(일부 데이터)
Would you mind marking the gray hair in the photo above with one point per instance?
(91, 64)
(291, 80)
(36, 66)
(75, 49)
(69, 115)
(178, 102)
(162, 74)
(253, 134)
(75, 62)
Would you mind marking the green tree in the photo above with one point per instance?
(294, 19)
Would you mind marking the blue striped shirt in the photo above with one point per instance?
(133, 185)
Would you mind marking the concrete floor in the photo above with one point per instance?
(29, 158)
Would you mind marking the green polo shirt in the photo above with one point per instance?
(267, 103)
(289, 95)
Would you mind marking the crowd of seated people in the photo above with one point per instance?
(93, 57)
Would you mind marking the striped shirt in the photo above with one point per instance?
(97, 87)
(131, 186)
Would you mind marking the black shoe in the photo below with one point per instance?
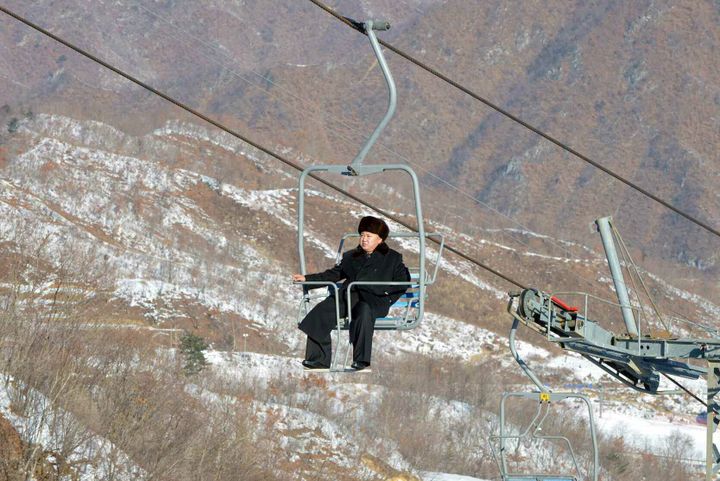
(359, 366)
(314, 365)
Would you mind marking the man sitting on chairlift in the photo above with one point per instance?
(371, 260)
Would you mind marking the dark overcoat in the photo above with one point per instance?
(384, 264)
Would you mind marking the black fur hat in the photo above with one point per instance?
(374, 225)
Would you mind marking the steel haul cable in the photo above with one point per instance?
(237, 135)
(356, 26)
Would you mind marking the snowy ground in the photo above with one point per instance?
(427, 476)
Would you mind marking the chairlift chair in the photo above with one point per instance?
(412, 303)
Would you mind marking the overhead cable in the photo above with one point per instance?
(358, 26)
(245, 139)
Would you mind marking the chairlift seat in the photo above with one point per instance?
(563, 305)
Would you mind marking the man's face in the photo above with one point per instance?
(369, 241)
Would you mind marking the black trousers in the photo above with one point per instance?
(320, 321)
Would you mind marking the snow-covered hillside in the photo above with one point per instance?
(184, 248)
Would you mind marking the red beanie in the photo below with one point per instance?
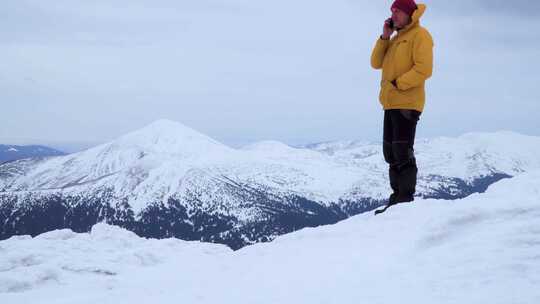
(407, 6)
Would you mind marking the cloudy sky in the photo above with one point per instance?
(76, 72)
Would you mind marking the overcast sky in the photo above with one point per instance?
(297, 71)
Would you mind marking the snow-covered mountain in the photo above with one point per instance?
(169, 180)
(14, 152)
(480, 249)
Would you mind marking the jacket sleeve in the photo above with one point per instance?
(377, 55)
(423, 63)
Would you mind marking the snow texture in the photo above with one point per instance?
(481, 249)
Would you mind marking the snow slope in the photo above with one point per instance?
(481, 249)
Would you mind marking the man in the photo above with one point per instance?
(406, 61)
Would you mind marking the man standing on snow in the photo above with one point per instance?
(406, 61)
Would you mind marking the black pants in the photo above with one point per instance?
(398, 150)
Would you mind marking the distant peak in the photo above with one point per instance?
(165, 134)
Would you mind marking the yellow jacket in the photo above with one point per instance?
(408, 59)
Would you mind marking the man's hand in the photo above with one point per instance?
(387, 30)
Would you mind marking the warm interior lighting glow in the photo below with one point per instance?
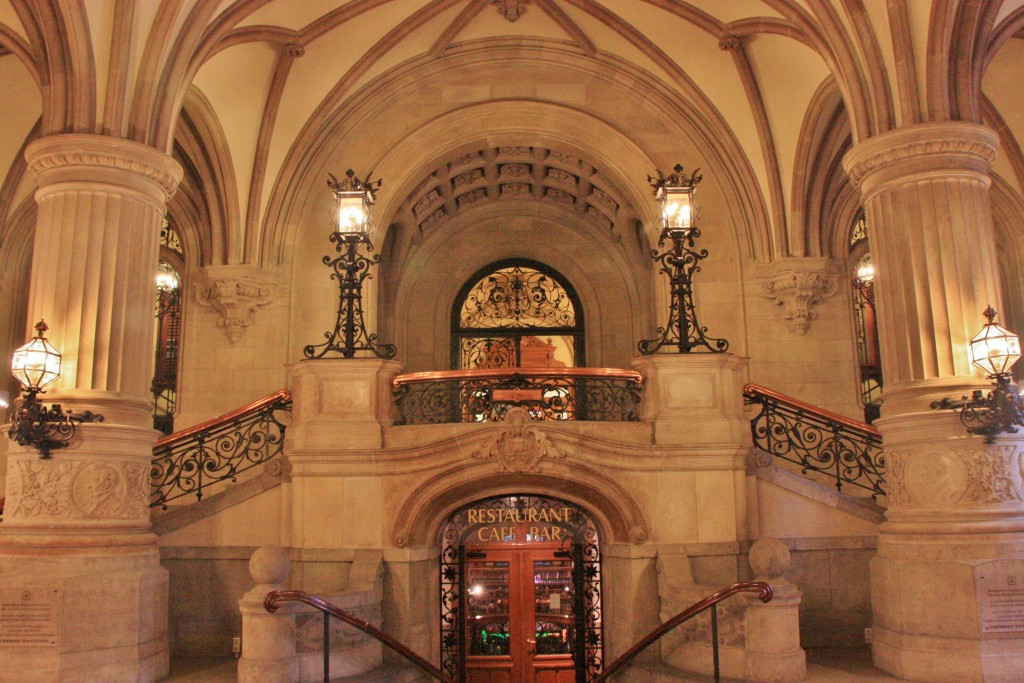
(677, 207)
(167, 280)
(352, 212)
(994, 349)
(37, 364)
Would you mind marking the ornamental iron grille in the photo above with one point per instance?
(583, 546)
(517, 313)
(165, 377)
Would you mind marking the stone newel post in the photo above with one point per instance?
(267, 639)
(76, 541)
(773, 651)
(954, 529)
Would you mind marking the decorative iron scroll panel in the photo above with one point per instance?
(505, 305)
(220, 453)
(818, 442)
(585, 549)
(488, 398)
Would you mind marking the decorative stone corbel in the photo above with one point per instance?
(797, 285)
(237, 293)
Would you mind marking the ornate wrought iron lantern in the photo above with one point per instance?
(352, 225)
(994, 349)
(680, 262)
(37, 365)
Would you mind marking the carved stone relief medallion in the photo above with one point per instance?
(518, 447)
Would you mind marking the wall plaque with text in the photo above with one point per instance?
(1000, 596)
(29, 616)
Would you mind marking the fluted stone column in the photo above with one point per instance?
(946, 582)
(76, 546)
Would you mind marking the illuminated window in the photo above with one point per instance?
(865, 319)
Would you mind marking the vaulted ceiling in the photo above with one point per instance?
(260, 97)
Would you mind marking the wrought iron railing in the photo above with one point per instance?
(818, 440)
(274, 599)
(481, 395)
(763, 590)
(219, 450)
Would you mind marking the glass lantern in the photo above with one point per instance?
(37, 364)
(994, 349)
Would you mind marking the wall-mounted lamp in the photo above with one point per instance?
(994, 349)
(352, 223)
(37, 365)
(675, 195)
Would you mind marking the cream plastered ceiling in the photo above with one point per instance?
(254, 95)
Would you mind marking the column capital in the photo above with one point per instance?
(78, 157)
(928, 148)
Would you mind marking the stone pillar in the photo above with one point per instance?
(267, 639)
(773, 651)
(952, 539)
(76, 546)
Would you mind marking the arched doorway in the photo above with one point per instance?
(520, 583)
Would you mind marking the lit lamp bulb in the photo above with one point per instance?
(677, 207)
(352, 212)
(994, 349)
(37, 364)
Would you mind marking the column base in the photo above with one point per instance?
(951, 612)
(84, 617)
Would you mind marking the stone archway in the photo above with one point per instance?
(524, 522)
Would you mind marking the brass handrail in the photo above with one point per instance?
(171, 439)
(568, 373)
(764, 594)
(866, 429)
(273, 599)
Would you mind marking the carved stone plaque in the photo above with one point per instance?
(1000, 596)
(29, 616)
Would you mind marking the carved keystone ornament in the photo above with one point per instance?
(798, 290)
(236, 298)
(517, 446)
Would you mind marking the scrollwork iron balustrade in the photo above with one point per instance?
(818, 440)
(680, 262)
(187, 462)
(485, 395)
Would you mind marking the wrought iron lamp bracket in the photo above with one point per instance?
(350, 268)
(45, 428)
(680, 262)
(989, 414)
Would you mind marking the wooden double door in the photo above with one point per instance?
(520, 622)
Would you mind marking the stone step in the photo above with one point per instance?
(387, 674)
(660, 673)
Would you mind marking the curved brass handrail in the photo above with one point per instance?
(862, 427)
(567, 373)
(273, 599)
(184, 434)
(764, 594)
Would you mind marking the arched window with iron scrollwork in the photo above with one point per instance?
(865, 318)
(167, 309)
(517, 313)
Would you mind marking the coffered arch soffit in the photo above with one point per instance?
(404, 154)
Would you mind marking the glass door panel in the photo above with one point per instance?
(554, 622)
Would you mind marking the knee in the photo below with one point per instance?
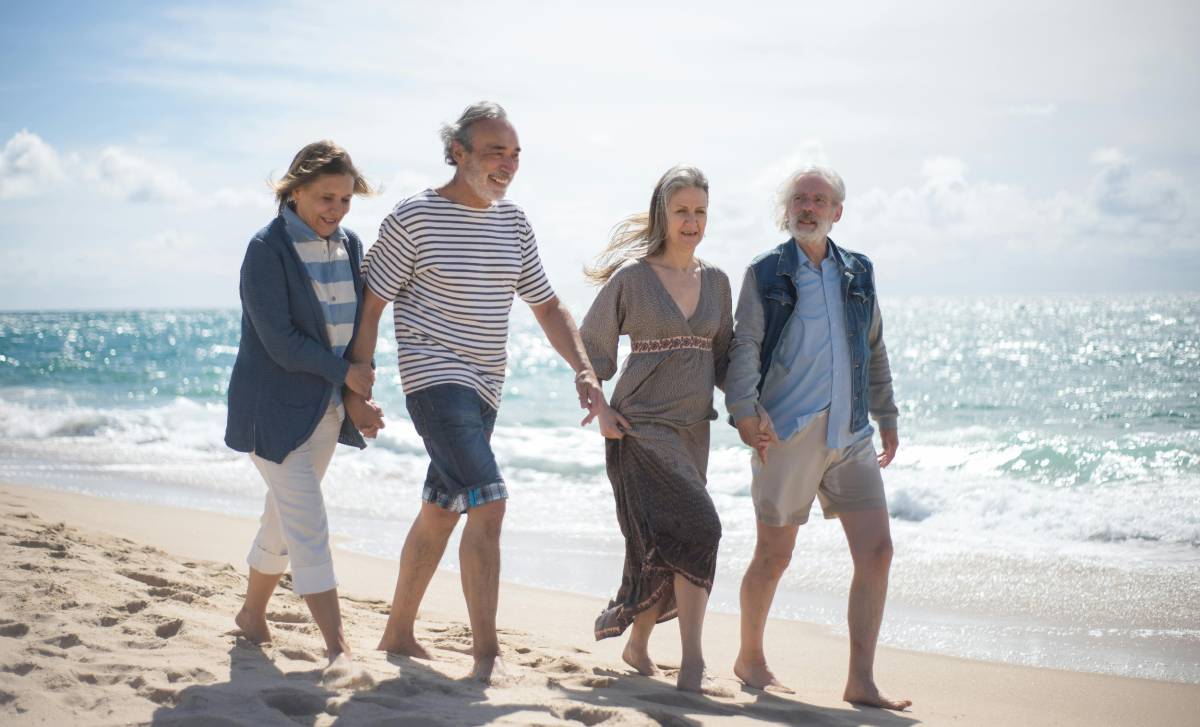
(487, 520)
(876, 557)
(772, 562)
(437, 521)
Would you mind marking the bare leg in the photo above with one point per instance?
(252, 617)
(691, 601)
(636, 653)
(328, 614)
(418, 562)
(479, 554)
(870, 546)
(772, 553)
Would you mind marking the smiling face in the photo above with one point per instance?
(811, 210)
(323, 202)
(489, 167)
(687, 217)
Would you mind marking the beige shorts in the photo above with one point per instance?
(803, 468)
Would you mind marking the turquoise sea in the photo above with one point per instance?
(1045, 500)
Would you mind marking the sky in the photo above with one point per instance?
(993, 148)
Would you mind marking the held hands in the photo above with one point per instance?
(587, 386)
(360, 378)
(612, 424)
(366, 415)
(757, 432)
(891, 442)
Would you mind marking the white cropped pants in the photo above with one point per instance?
(294, 527)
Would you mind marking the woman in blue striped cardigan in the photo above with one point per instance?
(294, 395)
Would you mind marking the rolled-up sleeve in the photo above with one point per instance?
(742, 378)
(603, 328)
(881, 402)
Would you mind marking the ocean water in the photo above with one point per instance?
(1045, 500)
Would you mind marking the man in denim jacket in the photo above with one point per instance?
(807, 366)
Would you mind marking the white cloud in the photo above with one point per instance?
(1032, 109)
(125, 175)
(990, 229)
(28, 166)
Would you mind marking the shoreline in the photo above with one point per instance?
(945, 689)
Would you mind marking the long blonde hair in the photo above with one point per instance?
(643, 235)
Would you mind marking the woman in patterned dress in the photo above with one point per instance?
(677, 311)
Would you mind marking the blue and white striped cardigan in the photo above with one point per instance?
(286, 371)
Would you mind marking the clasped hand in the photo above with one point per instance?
(365, 414)
(757, 432)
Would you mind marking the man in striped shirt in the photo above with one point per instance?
(451, 260)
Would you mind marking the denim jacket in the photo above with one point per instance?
(286, 370)
(765, 310)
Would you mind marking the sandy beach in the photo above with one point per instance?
(117, 613)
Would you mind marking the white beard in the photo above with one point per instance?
(805, 236)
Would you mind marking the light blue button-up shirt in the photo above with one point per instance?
(815, 352)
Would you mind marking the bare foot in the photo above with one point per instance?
(253, 628)
(403, 647)
(870, 695)
(640, 659)
(757, 676)
(691, 677)
(489, 670)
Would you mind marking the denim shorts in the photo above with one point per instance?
(456, 426)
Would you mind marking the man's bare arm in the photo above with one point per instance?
(562, 332)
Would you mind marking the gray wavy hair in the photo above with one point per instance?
(784, 194)
(642, 235)
(460, 131)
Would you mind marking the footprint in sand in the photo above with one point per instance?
(21, 670)
(286, 617)
(40, 544)
(64, 642)
(99, 679)
(168, 629)
(175, 587)
(159, 694)
(586, 714)
(13, 630)
(343, 673)
(196, 674)
(293, 702)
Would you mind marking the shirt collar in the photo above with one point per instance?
(300, 232)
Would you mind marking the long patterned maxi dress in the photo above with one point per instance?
(659, 469)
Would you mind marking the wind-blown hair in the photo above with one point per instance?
(643, 235)
(312, 161)
(460, 131)
(784, 194)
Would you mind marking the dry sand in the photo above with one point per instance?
(115, 613)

§ 작업 지시:
위 데이터 가운데 "Would you mind marking the footprint"이 포함된 줄부터 데이터 끝까지의 구간만, 답이 아닌 줄도 빠짐없이 포함하여 다시 작성하라. 단, 답에 나오는 좌표값은 각각 2.1을 곱한 뒤 정수로 반올림하고, 0.5는 올림 처리하라.

§ 응답:
Would you mind marking the footprint in sand in the photo above with one point per instance?
(44, 1407)
(601, 1296)
(84, 1142)
(134, 1348)
(208, 1426)
(353, 1321)
(368, 1233)
(334, 1457)
(1231, 1499)
(27, 1323)
(720, 1413)
(412, 1415)
(615, 1474)
Would you mind marking the shirt collar in the photo above with one point per instance?
(630, 487)
Would you mind marking the long patterned maxi dress in the photo above with one point per instance?
(1384, 985)
Would you mind marking the wind-blown hair in the photo above with one point per instance?
(1350, 494)
(655, 338)
(966, 275)
(1646, 407)
Would you mind marking the dry sand in the photo above with one point per instance?
(242, 1287)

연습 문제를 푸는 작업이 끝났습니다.